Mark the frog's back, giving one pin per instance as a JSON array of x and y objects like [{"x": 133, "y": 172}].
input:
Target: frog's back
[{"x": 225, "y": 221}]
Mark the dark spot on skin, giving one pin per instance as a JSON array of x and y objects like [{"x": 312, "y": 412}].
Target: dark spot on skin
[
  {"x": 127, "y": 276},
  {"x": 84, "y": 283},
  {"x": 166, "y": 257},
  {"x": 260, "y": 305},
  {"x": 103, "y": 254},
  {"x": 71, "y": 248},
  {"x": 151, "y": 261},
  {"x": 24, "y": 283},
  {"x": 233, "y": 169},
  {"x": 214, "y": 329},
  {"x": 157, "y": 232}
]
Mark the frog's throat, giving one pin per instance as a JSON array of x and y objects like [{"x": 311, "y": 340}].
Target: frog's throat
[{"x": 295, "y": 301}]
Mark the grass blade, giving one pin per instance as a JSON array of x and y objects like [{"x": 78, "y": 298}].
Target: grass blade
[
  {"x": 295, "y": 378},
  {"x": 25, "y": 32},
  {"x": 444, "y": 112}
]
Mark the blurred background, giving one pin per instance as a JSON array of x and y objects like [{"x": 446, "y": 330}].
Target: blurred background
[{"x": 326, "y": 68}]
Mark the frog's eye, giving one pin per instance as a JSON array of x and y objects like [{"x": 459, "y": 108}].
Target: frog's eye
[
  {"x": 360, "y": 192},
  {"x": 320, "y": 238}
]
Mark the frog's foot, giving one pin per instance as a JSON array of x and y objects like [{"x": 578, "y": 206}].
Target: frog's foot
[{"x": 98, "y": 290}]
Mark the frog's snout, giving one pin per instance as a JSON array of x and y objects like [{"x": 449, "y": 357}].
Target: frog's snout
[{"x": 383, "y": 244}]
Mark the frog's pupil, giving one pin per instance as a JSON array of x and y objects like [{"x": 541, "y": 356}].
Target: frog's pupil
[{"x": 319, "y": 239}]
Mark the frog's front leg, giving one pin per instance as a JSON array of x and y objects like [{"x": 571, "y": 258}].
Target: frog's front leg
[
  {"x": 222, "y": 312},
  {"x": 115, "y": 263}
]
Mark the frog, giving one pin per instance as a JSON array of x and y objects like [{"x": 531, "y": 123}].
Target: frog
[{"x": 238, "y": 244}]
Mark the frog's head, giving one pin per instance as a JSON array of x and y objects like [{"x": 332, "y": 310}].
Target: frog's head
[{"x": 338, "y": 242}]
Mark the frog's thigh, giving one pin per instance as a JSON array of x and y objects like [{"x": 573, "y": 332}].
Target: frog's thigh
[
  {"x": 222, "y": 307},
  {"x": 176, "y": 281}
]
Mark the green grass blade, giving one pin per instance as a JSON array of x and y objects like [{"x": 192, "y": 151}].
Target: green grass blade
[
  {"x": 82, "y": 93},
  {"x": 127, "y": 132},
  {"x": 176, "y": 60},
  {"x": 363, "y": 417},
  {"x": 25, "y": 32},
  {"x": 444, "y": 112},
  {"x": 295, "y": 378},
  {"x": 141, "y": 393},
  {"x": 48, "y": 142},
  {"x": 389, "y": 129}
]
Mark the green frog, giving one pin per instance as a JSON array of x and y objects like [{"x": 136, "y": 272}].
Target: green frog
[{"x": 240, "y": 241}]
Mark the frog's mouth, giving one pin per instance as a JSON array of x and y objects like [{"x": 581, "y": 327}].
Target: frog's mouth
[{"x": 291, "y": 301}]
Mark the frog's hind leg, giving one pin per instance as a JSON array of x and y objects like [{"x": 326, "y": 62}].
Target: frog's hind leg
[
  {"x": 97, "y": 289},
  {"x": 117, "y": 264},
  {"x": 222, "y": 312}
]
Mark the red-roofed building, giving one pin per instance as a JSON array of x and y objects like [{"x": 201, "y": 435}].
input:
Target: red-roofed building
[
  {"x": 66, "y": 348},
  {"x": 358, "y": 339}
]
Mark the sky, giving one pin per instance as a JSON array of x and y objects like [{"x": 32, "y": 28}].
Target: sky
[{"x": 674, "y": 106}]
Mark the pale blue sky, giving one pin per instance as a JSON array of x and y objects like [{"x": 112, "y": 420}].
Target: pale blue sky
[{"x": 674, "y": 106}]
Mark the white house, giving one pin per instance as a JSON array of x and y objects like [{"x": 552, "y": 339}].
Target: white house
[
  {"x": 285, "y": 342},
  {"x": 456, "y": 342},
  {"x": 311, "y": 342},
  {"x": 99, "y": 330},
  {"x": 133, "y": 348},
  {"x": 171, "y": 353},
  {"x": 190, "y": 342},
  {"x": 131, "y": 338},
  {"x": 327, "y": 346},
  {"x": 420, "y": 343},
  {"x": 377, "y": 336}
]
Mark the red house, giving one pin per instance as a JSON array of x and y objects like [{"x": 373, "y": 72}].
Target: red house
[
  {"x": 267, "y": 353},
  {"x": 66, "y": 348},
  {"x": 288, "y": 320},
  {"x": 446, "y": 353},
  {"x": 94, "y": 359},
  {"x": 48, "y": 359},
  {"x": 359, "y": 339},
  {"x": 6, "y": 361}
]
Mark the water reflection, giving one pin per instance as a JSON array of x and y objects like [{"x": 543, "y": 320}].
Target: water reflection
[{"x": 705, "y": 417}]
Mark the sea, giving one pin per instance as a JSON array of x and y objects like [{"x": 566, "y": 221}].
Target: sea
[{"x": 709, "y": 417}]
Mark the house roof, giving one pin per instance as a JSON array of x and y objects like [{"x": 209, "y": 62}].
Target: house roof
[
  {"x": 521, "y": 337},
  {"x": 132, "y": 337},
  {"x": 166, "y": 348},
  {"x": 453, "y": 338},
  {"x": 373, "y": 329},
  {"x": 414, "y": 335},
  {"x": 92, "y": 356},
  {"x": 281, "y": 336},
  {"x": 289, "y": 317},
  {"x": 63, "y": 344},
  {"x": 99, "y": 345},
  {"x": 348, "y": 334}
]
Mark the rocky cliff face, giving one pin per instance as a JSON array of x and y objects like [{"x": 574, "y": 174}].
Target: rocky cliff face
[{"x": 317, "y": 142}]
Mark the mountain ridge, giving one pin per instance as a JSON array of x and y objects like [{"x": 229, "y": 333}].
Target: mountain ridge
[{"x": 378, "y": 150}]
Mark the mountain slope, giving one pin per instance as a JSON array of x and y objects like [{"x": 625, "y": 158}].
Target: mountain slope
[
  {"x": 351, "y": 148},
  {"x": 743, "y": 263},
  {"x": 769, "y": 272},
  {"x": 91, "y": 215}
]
====
◆ **INSTRUCTIONS FOR THE TASK**
Output all preceding records character for character.

◆ **SOLUTION TO THE PROBLEM**
Mark the frog's back, giving one pin per instance as a JSON array of x and y objects like [{"x": 133, "y": 172}].
input:
Target: frog's back
[{"x": 225, "y": 221}]
Mark the dark spot on skin, giving one pin per instance as a JSON array of x and y objects like [{"x": 312, "y": 412}].
Target: dark spot on skin
[
  {"x": 127, "y": 276},
  {"x": 84, "y": 283},
  {"x": 166, "y": 257},
  {"x": 260, "y": 305},
  {"x": 103, "y": 254},
  {"x": 71, "y": 248},
  {"x": 151, "y": 261},
  {"x": 24, "y": 283},
  {"x": 233, "y": 169},
  {"x": 214, "y": 329},
  {"x": 157, "y": 232}
]
Mark the frog's throat, giving one pin per instance as a JSON array of x and y objects like [{"x": 311, "y": 340}].
Target: frog's throat
[{"x": 295, "y": 301}]
Mark the grass blade, giving one pin per instance as a JSON array of x and y objects like [{"x": 78, "y": 298}].
Target: grass blade
[
  {"x": 295, "y": 378},
  {"x": 25, "y": 32},
  {"x": 444, "y": 112}
]
Mark the blurred background, giving one pin per instance as a JSON array of x and y objects like [{"x": 446, "y": 330}].
Target: blurred background
[{"x": 326, "y": 68}]
Mark the frog's eye, giving one pin per instance as a JSON array of x and y objects like [{"x": 459, "y": 108}].
Target: frog's eye
[
  {"x": 360, "y": 192},
  {"x": 320, "y": 238}
]
Mark the frog's foot, giving one pin per instance as a JSON array of x and y objects like [{"x": 578, "y": 206}].
Target: frog's foot
[{"x": 98, "y": 290}]
Mark the frog's snout, giving one pin per instance as a JSON array of x and y objects like [{"x": 449, "y": 357}].
Target: frog's snout
[{"x": 383, "y": 244}]
Mark the frog's pupil, giving one pin per instance as a JSON array of x and y objects like [{"x": 541, "y": 356}].
Target: frog's pupil
[{"x": 319, "y": 239}]
Mark the frog's front leg, giving one pin per instance as a JSON array of x and y objects like [{"x": 571, "y": 258}].
Target: frog's front leg
[
  {"x": 222, "y": 312},
  {"x": 115, "y": 263}
]
Mark the frog, giving one pin per instance as a JSON array of x and y objects like [{"x": 531, "y": 123}].
Target: frog
[{"x": 238, "y": 244}]
Mark the frog's head, giving one pin per instance as a JSON array of x and y objects like [{"x": 332, "y": 310}].
Target: frog's head
[{"x": 338, "y": 242}]
Mark the frog's thigh, giving one pin per instance as a JSON array of x and y objects like [{"x": 573, "y": 332}].
Target: frog's thigh
[
  {"x": 222, "y": 307},
  {"x": 176, "y": 281}
]
Mark the green grass blade, giving one pin per instance as a JSON array of x and y objects like [{"x": 192, "y": 151}].
Target: green grass blade
[
  {"x": 82, "y": 93},
  {"x": 127, "y": 132},
  {"x": 176, "y": 60},
  {"x": 363, "y": 417},
  {"x": 25, "y": 32},
  {"x": 444, "y": 112},
  {"x": 295, "y": 378},
  {"x": 141, "y": 393},
  {"x": 48, "y": 142},
  {"x": 389, "y": 129}
]
Mark the green frog, giving one pin per instance as a JSON array of x and y objects like [{"x": 136, "y": 272}].
Target: green frog
[{"x": 240, "y": 241}]
Mark the frog's mouth, giving one pin per instance as a JSON array of x and y objects like [{"x": 581, "y": 327}].
Target: frog's mouth
[{"x": 291, "y": 301}]
Mark the frog's hind leg, giving one pin per instance as a JSON array of x and y objects like [{"x": 326, "y": 62}].
Target: frog's hind leg
[
  {"x": 97, "y": 289},
  {"x": 117, "y": 264},
  {"x": 222, "y": 312}
]
Mark the red-roofed building, giving one pin per instance as a JSON array of x and y objects like [{"x": 201, "y": 435}].
input:
Target: red-roofed building
[
  {"x": 66, "y": 348},
  {"x": 358, "y": 339}
]
Mark the sky, giving one pin per instance as a JSON array of x and y objects like [{"x": 32, "y": 28}].
Target: sky
[{"x": 674, "y": 106}]
Mark the pale blue sky, giving one pin per instance as a JSON array of x and y objects like [{"x": 112, "y": 420}].
Target: pale blue sky
[{"x": 674, "y": 106}]
Mark the white house, giving one pin per instance as a JSON array of x and y objects like [{"x": 552, "y": 339}].
Target: white house
[
  {"x": 285, "y": 342},
  {"x": 456, "y": 342},
  {"x": 311, "y": 342},
  {"x": 99, "y": 330},
  {"x": 133, "y": 348},
  {"x": 171, "y": 353},
  {"x": 190, "y": 342},
  {"x": 131, "y": 338},
  {"x": 327, "y": 346},
  {"x": 420, "y": 343},
  {"x": 377, "y": 336}
]
Mark the red house, giving one pin per instance as a JSON array of x and y objects like [{"x": 373, "y": 72}].
Target: red house
[
  {"x": 267, "y": 353},
  {"x": 66, "y": 348},
  {"x": 288, "y": 320},
  {"x": 446, "y": 353},
  {"x": 94, "y": 359},
  {"x": 48, "y": 359},
  {"x": 359, "y": 339},
  {"x": 6, "y": 361}
]
Mark the water reflection, giving one pin per instance as a JSON array of x and y objects like [{"x": 543, "y": 320}].
Target: water reflection
[{"x": 705, "y": 417}]
Mark the sea, giving one pin per instance as a JSON array of x and y objects like [{"x": 566, "y": 221}].
Target: sea
[{"x": 709, "y": 417}]
Mark the house roof, giving one pin per instance as a JSON array of x and y objects like [{"x": 209, "y": 62}].
Target: house roof
[
  {"x": 521, "y": 337},
  {"x": 132, "y": 337},
  {"x": 166, "y": 348},
  {"x": 453, "y": 338},
  {"x": 373, "y": 329},
  {"x": 414, "y": 335},
  {"x": 92, "y": 356},
  {"x": 281, "y": 336},
  {"x": 289, "y": 317},
  {"x": 63, "y": 344},
  {"x": 99, "y": 345},
  {"x": 348, "y": 334}
]
Mark the rocky cliff face, giving one pin per instance as a JSON array of x and y objects like [{"x": 574, "y": 174}].
Target: rocky cliff face
[{"x": 317, "y": 142}]
Mark the mountain ridge, giving one pin per instance as a JSON array of x and y objects like [{"x": 229, "y": 333}].
Target: mountain ridge
[{"x": 378, "y": 150}]
Mark the mountain slope, giving one pin per instance as a JSON array of x and y objects like [{"x": 625, "y": 158}].
Target: mountain slope
[
  {"x": 351, "y": 148},
  {"x": 743, "y": 263},
  {"x": 769, "y": 272},
  {"x": 91, "y": 215}
]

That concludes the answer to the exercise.